● **Aim of the task**
Return, character for character, the lines from the one bearing "phrase -- green football field" through the end of the material. Omit everything before that line.

● **Stored rows**
--------------------------------

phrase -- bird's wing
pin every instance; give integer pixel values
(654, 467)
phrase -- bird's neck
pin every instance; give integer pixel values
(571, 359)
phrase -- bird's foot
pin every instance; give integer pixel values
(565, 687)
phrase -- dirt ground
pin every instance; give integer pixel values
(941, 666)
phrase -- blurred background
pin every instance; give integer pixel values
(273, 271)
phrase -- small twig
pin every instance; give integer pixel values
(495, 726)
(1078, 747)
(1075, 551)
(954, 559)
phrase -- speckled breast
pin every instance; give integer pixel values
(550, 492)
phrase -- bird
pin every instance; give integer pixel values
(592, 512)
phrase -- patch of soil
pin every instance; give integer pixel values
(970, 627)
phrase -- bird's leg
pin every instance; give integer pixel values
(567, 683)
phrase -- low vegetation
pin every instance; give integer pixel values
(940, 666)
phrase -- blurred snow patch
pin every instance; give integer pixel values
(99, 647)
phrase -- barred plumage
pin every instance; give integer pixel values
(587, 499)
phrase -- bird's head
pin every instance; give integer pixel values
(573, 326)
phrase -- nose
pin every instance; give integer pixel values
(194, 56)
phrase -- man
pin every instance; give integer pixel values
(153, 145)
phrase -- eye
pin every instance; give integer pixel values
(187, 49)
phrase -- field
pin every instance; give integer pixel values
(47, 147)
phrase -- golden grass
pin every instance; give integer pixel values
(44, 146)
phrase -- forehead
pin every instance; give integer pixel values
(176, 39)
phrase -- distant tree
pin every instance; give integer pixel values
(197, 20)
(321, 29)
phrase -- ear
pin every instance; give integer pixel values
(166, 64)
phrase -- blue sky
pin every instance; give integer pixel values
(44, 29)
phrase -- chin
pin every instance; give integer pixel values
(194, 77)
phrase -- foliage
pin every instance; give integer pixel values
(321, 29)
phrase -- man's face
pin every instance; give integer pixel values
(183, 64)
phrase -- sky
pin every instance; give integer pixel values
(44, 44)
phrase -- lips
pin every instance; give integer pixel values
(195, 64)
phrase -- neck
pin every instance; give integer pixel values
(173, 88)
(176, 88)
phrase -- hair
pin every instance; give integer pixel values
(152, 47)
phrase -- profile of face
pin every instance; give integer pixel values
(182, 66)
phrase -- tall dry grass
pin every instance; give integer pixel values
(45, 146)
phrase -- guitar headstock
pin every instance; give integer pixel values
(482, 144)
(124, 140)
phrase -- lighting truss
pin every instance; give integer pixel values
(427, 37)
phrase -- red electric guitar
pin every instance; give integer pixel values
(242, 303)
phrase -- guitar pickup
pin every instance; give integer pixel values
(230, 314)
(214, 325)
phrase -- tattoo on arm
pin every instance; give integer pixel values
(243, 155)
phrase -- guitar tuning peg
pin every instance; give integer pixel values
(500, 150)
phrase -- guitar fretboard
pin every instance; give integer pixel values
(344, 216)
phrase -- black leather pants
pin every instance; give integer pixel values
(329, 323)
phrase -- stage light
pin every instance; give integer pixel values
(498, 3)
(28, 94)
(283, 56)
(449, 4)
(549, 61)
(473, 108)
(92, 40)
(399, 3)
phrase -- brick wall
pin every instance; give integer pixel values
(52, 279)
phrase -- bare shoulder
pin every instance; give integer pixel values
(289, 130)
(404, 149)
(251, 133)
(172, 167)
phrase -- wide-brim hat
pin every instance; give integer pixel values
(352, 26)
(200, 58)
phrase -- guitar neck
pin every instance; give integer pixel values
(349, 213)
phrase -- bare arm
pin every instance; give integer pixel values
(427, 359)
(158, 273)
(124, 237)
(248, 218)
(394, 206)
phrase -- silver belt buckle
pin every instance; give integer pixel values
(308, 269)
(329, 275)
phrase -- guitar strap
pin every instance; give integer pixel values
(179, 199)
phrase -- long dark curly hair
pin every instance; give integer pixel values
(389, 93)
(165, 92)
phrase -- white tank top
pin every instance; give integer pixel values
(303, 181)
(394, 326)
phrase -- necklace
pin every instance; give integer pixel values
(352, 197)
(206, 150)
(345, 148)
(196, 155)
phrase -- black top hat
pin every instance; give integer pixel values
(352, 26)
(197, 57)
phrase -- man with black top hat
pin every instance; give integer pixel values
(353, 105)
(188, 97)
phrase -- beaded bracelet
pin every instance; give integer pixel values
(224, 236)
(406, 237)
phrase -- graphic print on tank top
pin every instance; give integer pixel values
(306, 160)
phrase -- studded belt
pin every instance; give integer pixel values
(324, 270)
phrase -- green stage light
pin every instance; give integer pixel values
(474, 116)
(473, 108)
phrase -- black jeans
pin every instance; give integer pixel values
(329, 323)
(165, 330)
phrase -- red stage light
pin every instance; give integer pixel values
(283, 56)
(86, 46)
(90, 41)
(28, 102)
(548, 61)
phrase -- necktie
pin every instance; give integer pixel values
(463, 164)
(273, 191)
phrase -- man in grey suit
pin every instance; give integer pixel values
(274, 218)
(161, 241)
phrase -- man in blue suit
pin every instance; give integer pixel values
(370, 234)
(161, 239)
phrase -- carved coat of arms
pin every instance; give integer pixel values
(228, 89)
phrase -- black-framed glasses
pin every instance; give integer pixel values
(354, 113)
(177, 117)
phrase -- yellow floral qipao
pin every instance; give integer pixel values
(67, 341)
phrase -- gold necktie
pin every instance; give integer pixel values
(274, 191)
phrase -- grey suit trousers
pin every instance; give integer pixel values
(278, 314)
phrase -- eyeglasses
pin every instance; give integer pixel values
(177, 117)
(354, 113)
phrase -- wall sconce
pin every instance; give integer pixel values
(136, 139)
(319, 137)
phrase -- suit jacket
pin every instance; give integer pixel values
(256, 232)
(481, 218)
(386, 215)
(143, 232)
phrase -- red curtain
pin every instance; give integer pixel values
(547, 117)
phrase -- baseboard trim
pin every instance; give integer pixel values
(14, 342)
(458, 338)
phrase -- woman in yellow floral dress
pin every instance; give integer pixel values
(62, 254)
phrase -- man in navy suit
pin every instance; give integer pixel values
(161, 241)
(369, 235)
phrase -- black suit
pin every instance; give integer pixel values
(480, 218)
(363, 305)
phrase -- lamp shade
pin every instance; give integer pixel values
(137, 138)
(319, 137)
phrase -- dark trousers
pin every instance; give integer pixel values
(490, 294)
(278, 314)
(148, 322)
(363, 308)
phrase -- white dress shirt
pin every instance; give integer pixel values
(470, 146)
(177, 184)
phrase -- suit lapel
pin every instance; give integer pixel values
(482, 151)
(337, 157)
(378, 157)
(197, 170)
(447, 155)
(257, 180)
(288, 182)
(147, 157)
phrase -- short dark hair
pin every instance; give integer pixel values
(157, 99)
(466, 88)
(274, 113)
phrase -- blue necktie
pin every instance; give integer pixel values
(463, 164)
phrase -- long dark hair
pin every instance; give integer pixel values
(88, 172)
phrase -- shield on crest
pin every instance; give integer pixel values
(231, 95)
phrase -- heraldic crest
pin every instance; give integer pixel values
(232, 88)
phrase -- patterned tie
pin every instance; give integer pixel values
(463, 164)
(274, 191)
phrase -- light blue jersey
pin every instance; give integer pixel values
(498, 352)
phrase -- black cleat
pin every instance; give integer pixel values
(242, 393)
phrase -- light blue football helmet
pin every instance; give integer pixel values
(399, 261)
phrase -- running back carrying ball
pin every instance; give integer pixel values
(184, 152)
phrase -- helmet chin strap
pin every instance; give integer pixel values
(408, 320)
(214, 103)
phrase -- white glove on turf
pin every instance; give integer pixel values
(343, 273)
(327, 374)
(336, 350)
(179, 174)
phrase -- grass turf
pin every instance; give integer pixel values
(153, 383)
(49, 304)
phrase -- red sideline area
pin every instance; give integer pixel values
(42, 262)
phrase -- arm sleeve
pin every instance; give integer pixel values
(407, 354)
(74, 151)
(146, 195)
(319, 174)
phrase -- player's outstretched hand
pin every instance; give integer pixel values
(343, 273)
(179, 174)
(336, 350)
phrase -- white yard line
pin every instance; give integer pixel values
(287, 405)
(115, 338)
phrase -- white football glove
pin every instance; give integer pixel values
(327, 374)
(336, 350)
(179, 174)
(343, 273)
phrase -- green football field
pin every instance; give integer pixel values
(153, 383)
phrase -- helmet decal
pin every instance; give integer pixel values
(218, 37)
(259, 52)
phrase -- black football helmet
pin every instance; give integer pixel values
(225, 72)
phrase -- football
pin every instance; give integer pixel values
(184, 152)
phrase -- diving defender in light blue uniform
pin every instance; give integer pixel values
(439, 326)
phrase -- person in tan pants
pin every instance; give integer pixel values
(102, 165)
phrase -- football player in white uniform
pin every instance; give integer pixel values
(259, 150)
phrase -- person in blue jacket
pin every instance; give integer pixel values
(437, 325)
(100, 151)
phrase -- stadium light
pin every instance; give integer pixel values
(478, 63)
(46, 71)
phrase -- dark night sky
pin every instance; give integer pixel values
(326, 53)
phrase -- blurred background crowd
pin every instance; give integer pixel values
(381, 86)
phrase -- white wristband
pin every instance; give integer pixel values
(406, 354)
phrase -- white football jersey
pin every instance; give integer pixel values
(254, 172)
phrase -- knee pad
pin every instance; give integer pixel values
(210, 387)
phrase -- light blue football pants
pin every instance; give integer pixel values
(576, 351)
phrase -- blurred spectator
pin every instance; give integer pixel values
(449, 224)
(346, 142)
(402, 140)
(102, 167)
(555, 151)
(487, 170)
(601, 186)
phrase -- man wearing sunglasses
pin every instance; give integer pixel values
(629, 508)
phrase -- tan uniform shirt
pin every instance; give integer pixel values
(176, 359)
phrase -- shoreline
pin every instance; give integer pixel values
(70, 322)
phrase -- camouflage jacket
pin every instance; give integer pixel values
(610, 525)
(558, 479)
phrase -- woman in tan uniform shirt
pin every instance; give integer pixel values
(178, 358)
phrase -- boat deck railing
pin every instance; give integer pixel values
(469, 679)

--------------------------------

● **Solution to this problem**
phrase -- green football field
pin every instance; give integer pixel values
(153, 383)
phrase -- helmet decal
pin every instance; give integer pixel values
(218, 37)
(259, 52)
phrase -- black football helmet
pin every instance; give integer pixel values
(225, 72)
phrase -- football
pin every instance; give integer pixel values
(184, 152)
phrase -- diving defender in light blue uniform
pin every instance; give integer pixel values
(439, 326)
phrase -- person in tan pants
pin every instance; give integer pixel values
(102, 165)
phrase -- football player in white uniform
pin every instance; give integer pixel values
(259, 150)
phrase -- person in blue jacket
pin every instance; give integer pixel values
(437, 325)
(100, 151)
phrase -- stadium light
pin every instance; give integer pixel values
(478, 63)
(46, 71)
phrase -- dark night sky
pin every instance; give integer pixel values
(326, 53)
phrase -- blurred background crowd
pin every instance; give integer pixel values
(381, 86)
phrase -- white wristband
pin every instance; give integer pixel values
(406, 354)
phrase -- white football jersey
pin every instance; give integer pixel values
(254, 172)
phrase -- knee pad
pin every instance; give integer pixel values
(210, 387)
phrase -- light blue football pants
pin every instance; give integer pixel values
(576, 351)
phrase -- blurred spectator
pin every instance; give integer pixel values
(449, 224)
(346, 142)
(402, 140)
(102, 167)
(555, 151)
(487, 170)
(601, 186)
phrase -- man wearing sunglasses
pin every instance; give integer pixel values
(629, 508)
phrase -- tan uniform shirt
pin every instance; give integer pixel values
(176, 359)
phrase -- shoreline
pin every instance; give integer pixel values
(70, 322)
phrase -- camouflage jacket
pin every instance; give integer pixel values
(610, 525)
(558, 479)
phrase -- woman in tan uniform shirt
pin every instance; give integer pixel values
(178, 358)
phrase -- boat deck railing
pin every instance; give integer pixel values
(469, 679)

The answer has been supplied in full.